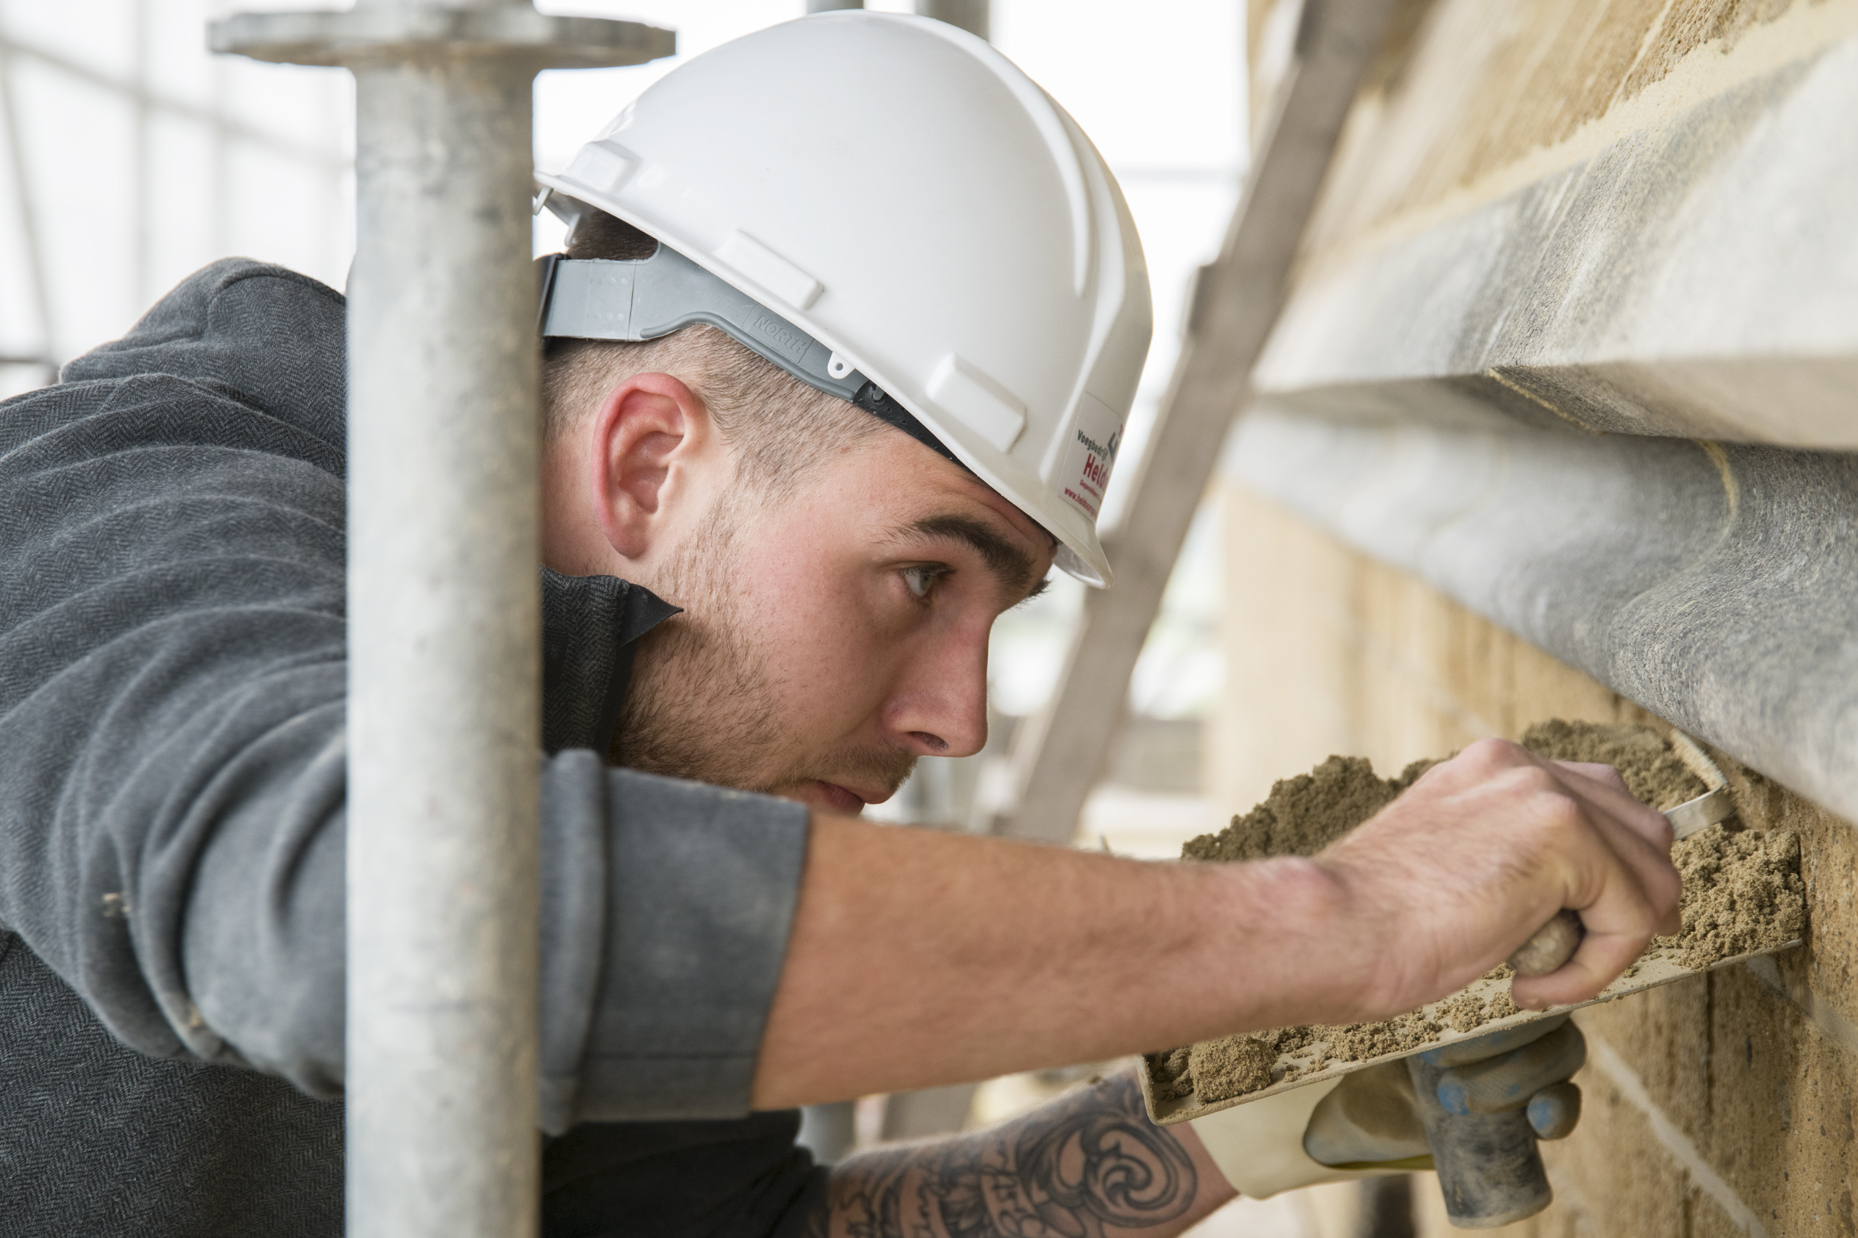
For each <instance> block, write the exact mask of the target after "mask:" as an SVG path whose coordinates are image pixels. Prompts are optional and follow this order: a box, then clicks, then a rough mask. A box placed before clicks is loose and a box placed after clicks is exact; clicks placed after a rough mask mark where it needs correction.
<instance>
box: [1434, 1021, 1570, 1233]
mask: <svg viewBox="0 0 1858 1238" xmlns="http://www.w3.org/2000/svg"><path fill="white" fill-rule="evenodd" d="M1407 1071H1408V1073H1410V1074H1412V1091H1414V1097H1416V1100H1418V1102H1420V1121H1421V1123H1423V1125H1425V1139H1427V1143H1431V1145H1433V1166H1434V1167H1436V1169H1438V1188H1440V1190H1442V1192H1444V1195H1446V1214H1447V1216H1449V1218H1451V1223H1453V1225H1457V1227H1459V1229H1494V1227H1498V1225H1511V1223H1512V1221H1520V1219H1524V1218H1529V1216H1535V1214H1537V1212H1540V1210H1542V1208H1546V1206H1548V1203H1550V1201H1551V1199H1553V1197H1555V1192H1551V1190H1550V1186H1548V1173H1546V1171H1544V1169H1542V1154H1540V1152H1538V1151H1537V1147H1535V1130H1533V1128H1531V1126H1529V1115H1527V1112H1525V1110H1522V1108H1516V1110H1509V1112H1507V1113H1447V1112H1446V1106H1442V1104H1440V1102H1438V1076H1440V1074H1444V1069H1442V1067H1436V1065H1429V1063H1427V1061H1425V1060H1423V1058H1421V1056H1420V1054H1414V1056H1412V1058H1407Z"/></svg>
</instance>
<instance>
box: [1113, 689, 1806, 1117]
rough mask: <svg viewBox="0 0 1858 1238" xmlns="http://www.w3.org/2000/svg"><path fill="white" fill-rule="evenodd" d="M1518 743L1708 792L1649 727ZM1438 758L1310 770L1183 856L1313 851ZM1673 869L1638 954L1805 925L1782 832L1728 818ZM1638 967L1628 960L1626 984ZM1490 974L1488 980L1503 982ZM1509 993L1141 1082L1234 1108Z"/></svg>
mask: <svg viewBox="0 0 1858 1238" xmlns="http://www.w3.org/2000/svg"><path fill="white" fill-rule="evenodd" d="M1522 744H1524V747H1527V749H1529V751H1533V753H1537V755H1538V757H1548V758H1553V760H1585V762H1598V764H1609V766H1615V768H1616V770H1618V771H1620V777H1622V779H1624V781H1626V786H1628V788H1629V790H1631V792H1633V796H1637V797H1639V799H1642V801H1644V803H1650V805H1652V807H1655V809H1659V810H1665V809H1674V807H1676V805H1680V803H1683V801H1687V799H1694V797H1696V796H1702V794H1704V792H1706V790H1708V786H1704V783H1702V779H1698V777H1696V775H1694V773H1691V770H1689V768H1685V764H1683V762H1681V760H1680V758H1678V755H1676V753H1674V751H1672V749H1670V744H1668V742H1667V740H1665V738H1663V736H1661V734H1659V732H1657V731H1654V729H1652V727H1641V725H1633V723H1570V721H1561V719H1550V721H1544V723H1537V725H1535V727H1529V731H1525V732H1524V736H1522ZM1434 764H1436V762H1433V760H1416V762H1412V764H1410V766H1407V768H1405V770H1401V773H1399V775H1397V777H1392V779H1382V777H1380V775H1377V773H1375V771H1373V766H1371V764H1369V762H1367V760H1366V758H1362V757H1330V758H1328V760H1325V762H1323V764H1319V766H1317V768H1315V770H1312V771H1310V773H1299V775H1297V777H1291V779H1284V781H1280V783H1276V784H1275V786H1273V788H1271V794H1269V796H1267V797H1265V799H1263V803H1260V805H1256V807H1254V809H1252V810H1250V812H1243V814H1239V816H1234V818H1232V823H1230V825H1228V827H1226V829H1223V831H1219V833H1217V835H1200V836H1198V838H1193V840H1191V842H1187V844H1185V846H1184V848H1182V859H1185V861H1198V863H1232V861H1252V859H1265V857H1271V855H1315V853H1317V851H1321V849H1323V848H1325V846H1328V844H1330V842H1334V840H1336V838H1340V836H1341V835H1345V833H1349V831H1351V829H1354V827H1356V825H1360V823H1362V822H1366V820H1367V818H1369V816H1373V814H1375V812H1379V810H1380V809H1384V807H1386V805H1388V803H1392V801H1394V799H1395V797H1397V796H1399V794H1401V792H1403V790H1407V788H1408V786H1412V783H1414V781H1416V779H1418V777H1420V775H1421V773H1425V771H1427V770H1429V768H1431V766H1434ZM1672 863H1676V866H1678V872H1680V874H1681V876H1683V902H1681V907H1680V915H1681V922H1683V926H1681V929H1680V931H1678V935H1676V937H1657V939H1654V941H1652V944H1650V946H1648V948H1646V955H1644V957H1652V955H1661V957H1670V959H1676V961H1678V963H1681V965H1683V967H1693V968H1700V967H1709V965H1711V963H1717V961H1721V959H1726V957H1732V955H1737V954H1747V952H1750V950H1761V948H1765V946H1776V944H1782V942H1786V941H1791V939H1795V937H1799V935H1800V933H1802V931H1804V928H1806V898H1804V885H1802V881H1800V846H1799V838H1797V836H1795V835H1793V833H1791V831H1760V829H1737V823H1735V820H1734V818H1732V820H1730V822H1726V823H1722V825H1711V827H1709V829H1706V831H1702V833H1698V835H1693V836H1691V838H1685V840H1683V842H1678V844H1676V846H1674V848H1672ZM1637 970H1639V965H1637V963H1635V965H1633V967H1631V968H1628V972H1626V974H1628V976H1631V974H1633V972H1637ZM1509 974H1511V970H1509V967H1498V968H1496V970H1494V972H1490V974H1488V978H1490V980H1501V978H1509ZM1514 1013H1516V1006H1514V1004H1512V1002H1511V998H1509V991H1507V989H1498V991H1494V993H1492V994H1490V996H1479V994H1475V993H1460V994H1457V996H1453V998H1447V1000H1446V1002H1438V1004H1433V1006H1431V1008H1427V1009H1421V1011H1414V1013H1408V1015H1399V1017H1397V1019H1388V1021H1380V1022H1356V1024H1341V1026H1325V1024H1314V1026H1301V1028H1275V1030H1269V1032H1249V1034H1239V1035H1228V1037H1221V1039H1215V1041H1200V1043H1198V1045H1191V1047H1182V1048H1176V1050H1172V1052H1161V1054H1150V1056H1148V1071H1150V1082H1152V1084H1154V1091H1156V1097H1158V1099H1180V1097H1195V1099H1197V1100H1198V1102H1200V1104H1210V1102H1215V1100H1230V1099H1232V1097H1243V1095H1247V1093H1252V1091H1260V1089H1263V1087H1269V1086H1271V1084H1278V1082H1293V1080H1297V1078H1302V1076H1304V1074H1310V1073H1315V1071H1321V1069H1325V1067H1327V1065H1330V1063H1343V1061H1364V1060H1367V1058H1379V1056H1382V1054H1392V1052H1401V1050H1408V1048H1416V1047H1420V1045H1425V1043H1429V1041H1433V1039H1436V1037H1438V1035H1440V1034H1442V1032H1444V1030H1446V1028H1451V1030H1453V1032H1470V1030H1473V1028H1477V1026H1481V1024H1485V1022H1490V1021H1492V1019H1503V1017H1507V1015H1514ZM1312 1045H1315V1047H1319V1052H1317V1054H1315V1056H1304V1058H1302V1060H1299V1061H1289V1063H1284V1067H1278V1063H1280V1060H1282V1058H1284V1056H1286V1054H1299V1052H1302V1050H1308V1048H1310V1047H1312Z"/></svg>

→ **The problem**:
Without the pictures, restate all of the entries word for word.

→ **Completed exercise**:
For each <instance> block, write the exact mask of the target after "mask:" as an SVG path whose coordinates are image pixels. Prompts are optional and follow this order: a box, then clicks, then a rough mask. A box placed before clicks is loose and a box placed after clicks is exact; clicks placed after a rough mask mark where it needs correction.
<instance>
box: [1434, 1021, 1570, 1233]
mask: <svg viewBox="0 0 1858 1238" xmlns="http://www.w3.org/2000/svg"><path fill="white" fill-rule="evenodd" d="M1407 1071H1408V1073H1410V1074H1412V1091H1414V1097H1416V1100H1418V1102H1420V1121H1421V1123H1423V1125H1425V1139H1427V1143H1431V1145H1433V1166H1434V1167H1436V1169H1438V1188H1440V1190H1442V1192H1444V1195H1446V1214H1447V1216H1449V1218H1451V1223H1453V1225H1457V1227H1459V1229H1494V1227H1498V1225H1511V1223H1512V1221H1520V1219H1524V1218H1529V1216H1535V1214H1537V1212H1540V1210H1542V1208H1546V1206H1548V1203H1550V1201H1551V1199H1553V1197H1555V1192H1551V1190H1550V1186H1548V1173H1546V1171H1544V1169H1542V1154H1540V1152H1538V1151H1537V1147H1535V1130H1533V1128H1531V1126H1529V1115H1527V1112H1525V1110H1522V1108H1516V1110H1509V1112H1507V1113H1447V1112H1446V1106H1442V1104H1440V1102H1438V1076H1440V1074H1444V1069H1442V1067H1436V1065H1429V1063H1427V1061H1425V1060H1423V1058H1421V1056H1420V1054H1414V1056H1412V1058H1407Z"/></svg>
</instance>
<instance>
box: [1113, 689, 1806, 1117]
rough mask: <svg viewBox="0 0 1858 1238" xmlns="http://www.w3.org/2000/svg"><path fill="white" fill-rule="evenodd" d="M1518 743L1708 792L1649 727ZM1438 758L1310 770L1183 856L1313 851ZM1673 869L1638 954L1805 925L1782 832L1728 818ZM1638 967L1628 960L1626 984ZM1490 974L1488 980L1503 982ZM1509 993L1141 1082L1234 1108Z"/></svg>
mask: <svg viewBox="0 0 1858 1238" xmlns="http://www.w3.org/2000/svg"><path fill="white" fill-rule="evenodd" d="M1522 744H1524V747H1527V749H1529V751H1533V753H1537V755H1538V757H1548V758H1553V760H1585V762H1598V764H1609V766H1615V768H1616V770H1618V771H1620V777H1622V779H1624V781H1626V786H1628V788H1629V790H1631V792H1633V796H1637V797H1639V799H1642V801H1644V803H1650V805H1652V807H1655V809H1659V810H1665V809H1674V807H1676V805H1680V803H1683V801H1687V799H1694V797H1696V796H1702V794H1704V792H1706V790H1708V786H1704V783H1702V779H1698V777H1696V775H1694V773H1691V770H1689V768H1685V764H1683V762H1681V760H1680V758H1678V755H1676V753H1674V751H1672V749H1670V744H1668V742H1667V740H1665V738H1663V736H1661V734H1659V732H1657V731H1654V729H1652V727H1641V725H1633V723H1570V721H1561V719H1550V721H1544V723H1537V725H1535V727H1529V731H1525V732H1524V736H1522ZM1434 764H1436V762H1433V760H1416V762H1412V764H1410V766H1407V768H1405V770H1401V773H1399V775H1397V777H1392V779H1382V777H1380V775H1377V773H1375V771H1373V766H1371V764H1369V762H1367V760H1366V758H1362V757H1330V758H1328V760H1325V762H1323V764H1319V766H1317V768H1315V770H1312V771H1310V773H1299V775H1297V777H1291V779H1284V781H1280V783H1276V784H1275V786H1273V788H1271V794H1269V796H1267V797H1265V799H1263V803H1260V805H1256V807H1254V809H1252V810H1250V812H1243V814H1239V816H1234V818H1232V823H1230V825H1228V827H1226V829H1223V831H1219V833H1217V835H1200V836H1198V838H1193V840H1191V842H1187V844H1185V846H1184V848H1182V859H1185V861H1198V863H1232V861H1252V859H1265V857H1271V855H1315V853H1317V851H1321V849H1323V848H1325V846H1328V844H1330V842H1334V840H1336V838H1340V836H1341V835H1345V833H1349V831H1351V829H1354V827H1356V825H1360V823H1362V822H1366V820H1367V818H1369V816H1373V814H1375V812H1379V810H1380V809H1384V807H1386V805H1388V803H1392V801H1394V799H1395V797H1397V796H1399V794H1401V792H1403V790H1407V788H1408V786H1412V783H1414V781H1416V779H1418V777H1420V775H1421V773H1425V771H1427V770H1429V768H1431V766H1434ZM1672 863H1676V866H1678V872H1680V874H1681V876H1683V902H1681V907H1680V915H1681V922H1683V926H1681V929H1680V931H1678V935H1676V937H1657V939H1654V941H1652V944H1650V946H1648V948H1646V955H1644V957H1652V955H1661V957H1670V959H1676V961H1678V963H1681V965H1683V967H1693V968H1700V967H1709V965H1711V963H1717V961H1721V959H1726V957H1732V955H1737V954H1747V952H1750V950H1761V948H1765V946H1776V944H1782V942H1786V941H1791V939H1795V937H1799V935H1800V933H1802V931H1804V928H1806V898H1804V885H1802V881H1800V846H1799V838H1797V836H1795V835H1793V833H1791V831H1760V829H1737V823H1735V820H1734V818H1732V820H1730V822H1726V823H1722V825H1711V827H1709V829H1706V831H1702V833H1698V835H1693V836H1691V838H1685V840H1683V842H1678V844H1676V846H1674V848H1672ZM1637 970H1639V965H1637V963H1635V965H1633V967H1631V968H1628V972H1626V974H1628V976H1631V974H1633V972H1637ZM1509 974H1511V970H1509V967H1498V968H1496V970H1494V972H1490V974H1488V978H1490V980H1501V978H1509ZM1514 1013H1516V1006H1514V1004H1512V1002H1511V998H1509V991H1507V989H1498V991H1494V993H1492V994H1490V996H1479V994H1475V993H1460V994H1457V996H1453V998H1447V1000H1446V1002H1438V1004H1433V1006H1431V1008H1427V1009H1421V1011H1414V1013H1408V1015H1399V1017H1397V1019H1388V1021H1380V1022H1356V1024H1341V1026H1325V1024H1314V1026H1301V1028H1275V1030H1269V1032H1249V1034H1239V1035H1228V1037H1221V1039H1215V1041H1200V1043H1198V1045H1191V1047H1182V1048H1176V1050H1172V1052H1161V1054H1150V1056H1148V1071H1150V1082H1152V1084H1154V1091H1156V1097H1158V1099H1180V1097H1195V1099H1197V1100H1198V1102H1200V1104H1210V1102H1215V1100H1230V1099H1232V1097H1243V1095H1247V1093H1252V1091H1260V1089H1263V1087H1269V1086H1271V1084H1278V1082H1293V1080H1297V1078H1302V1076H1304V1074H1310V1073H1315V1071H1321V1069H1325V1067H1327V1065H1330V1063H1343V1061H1364V1060H1367V1058H1379V1056H1382V1054H1392V1052H1401V1050H1408V1048H1416V1047H1420V1045H1425V1043H1429V1041H1433V1039H1436V1037H1438V1035H1440V1034H1442V1032H1444V1030H1446V1028H1451V1030H1453V1032H1470V1030H1473V1028H1477V1026H1481V1024H1485V1022H1490V1021H1492V1019H1503V1017H1507V1015H1514ZM1312 1045H1315V1047H1319V1052H1317V1054H1315V1056H1304V1058H1302V1060H1299V1061H1289V1063H1284V1067H1278V1063H1280V1060H1282V1058H1284V1056H1286V1054H1299V1052H1302V1050H1308V1048H1310V1047H1312Z"/></svg>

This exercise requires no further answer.